• [Exercise text]:
━━━━━━━━━━

During its community meeting, ComEd leaders told attendees the utility explored alternatives to building a substation and considered other locations. But under its required least-cost, highest-value model, alternatives such as expanding an existing substation or shifting loads didn’t make sense, Dale Player, ComEd’s vice president of engineering and smart grid, said.
Two plots of land for the potential substation suggested by Ald. Timmy Knudsen’s (43rd) office are located across the Chicago River, Player said. ComEd estimated building at either of those parcels would cost between $160 million to $270 million more than the Diversey location because of the cost to tunnel under the river to build new transmission lines.
And four other proposed sites were found to be too small or too expensive when factoring in additional infrastructure and transmission lines to accommodate for the further distance, according to Player.

━━━━━━━━━━

• [Records shown]:
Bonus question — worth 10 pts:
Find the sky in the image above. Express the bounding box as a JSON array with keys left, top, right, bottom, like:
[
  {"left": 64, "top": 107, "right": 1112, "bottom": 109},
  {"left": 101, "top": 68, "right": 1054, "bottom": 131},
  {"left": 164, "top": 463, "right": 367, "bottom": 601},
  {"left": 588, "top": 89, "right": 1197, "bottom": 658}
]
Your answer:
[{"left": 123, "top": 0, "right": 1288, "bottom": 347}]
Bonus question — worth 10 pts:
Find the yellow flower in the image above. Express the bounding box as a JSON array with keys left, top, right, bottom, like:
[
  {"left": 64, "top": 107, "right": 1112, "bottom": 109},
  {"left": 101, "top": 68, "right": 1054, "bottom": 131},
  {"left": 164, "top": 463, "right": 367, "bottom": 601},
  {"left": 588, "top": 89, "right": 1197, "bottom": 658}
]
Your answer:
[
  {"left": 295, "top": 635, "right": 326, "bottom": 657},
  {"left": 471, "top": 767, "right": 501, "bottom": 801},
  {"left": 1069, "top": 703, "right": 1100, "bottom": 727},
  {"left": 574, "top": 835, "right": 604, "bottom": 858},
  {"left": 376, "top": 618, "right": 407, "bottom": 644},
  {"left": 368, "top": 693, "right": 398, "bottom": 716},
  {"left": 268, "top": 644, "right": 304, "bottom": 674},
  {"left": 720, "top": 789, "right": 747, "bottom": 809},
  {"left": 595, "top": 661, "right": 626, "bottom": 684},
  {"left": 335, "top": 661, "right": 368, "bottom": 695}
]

━━━━━━━━━━

• [What to do]:
a – According to the excerpt about the ComEd substation, what position does Dale Player hold at ComEd?
b – From the excerpt about the ComEd substation, reproduce word for word the passage that opens with the words containing "And four other" and closes with "according to Player.".

• [Responses per task]:
a – He is ComEd's vice president of engineering and smart grid.

b –
And four other proposed sites were found to be too small or too expensive when factoring in additional infrastructure and transmission lines to accommodate for the further distance, according to Player.